EXERCISE GOAL >> Transcribe every one of the entries below, keeping each line word for word. Leave the pictures out of your copy.

SOURCE MATERIAL >>

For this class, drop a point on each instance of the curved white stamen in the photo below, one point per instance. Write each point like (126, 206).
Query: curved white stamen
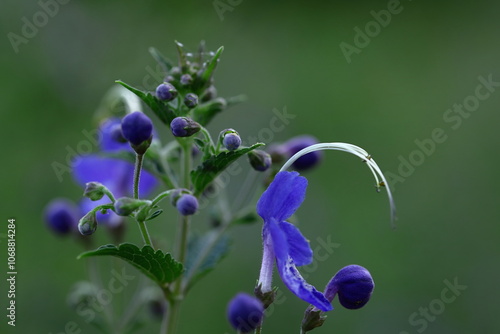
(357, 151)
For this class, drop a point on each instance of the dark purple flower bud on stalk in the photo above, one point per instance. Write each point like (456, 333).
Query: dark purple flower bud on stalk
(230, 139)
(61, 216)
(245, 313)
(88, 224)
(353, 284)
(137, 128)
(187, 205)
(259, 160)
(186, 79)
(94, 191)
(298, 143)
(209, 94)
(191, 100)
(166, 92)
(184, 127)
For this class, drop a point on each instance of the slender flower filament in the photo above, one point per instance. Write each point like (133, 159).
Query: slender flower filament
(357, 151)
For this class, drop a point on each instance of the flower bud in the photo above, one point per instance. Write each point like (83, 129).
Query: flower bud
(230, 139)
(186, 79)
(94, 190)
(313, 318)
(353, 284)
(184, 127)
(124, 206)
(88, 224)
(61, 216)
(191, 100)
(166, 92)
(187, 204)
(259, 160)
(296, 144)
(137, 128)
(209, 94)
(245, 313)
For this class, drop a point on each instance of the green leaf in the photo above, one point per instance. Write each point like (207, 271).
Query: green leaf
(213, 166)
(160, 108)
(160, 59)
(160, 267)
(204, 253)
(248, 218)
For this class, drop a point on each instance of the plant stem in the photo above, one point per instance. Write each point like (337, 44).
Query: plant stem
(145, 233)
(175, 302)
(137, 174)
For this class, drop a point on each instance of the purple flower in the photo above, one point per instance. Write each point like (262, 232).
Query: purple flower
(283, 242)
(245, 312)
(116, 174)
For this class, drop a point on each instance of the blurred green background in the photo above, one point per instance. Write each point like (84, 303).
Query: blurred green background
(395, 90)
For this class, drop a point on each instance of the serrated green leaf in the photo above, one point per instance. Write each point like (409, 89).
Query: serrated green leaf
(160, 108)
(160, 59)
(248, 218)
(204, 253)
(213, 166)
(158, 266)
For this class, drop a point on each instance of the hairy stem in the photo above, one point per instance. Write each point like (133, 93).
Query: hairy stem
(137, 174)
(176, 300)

ANSWER TO THIS PROBLEM >>
For this class, drop a point on each instance of the curved white stamen in the photo below, one point per instance. Write each point like (126, 206).
Query: curved white stamen
(357, 151)
For this class, drop a point on each instance of the dark purple flower bud on stalk in the photo above, one point per instance. Write each point like (456, 333).
Query: dark purple flower bud on stalk
(230, 139)
(61, 216)
(245, 313)
(88, 224)
(353, 284)
(137, 128)
(187, 205)
(259, 160)
(186, 79)
(94, 191)
(298, 143)
(209, 94)
(191, 100)
(166, 92)
(184, 127)
For this class, drop a point on each instance of the slender flower filament in the photo above, one point per instance. Write each point like (133, 159).
Query: slender flower filament
(357, 151)
For this class, drop a point on each instance of the flower bud in the photo above, one point per instance. Write each point like (83, 129).
Query: flower bud
(230, 139)
(186, 79)
(94, 190)
(313, 318)
(353, 284)
(184, 127)
(124, 206)
(88, 224)
(61, 216)
(191, 100)
(166, 92)
(187, 204)
(259, 160)
(296, 144)
(137, 128)
(209, 94)
(245, 313)
For this class, drop a point on each instance of the green leaf in the photo above, one point per instance. Write each point like (207, 271).
Query: green leaf
(213, 166)
(160, 108)
(160, 59)
(160, 267)
(204, 253)
(248, 218)
For this class, drop a point on each instance of the plant stem in the photo above, one point per instance. Write each point like (337, 44).
Query: plant stem
(145, 233)
(175, 302)
(137, 174)
For this class, drop a point on each instance of the purple flower in the photo above, one point per instance. Write each point like (262, 232).
Query: purple flower
(283, 242)
(245, 312)
(116, 174)
For this class, drop a point on each instance of the blurred green background in the photo above, one point per instance. Write each point like (84, 303).
Query: blurred green background
(395, 90)
For this class, drop a point on each instance of the serrated green leaf in the photo above, one point per instance. Write each point like (409, 89).
Query: serrated green leaf
(160, 108)
(160, 59)
(248, 218)
(204, 253)
(213, 166)
(158, 266)
For this class, drop a point on each instance of the hairy stem in the photo above, one point per instance. Write each point like (133, 93).
Query: hairy stem
(137, 174)
(176, 300)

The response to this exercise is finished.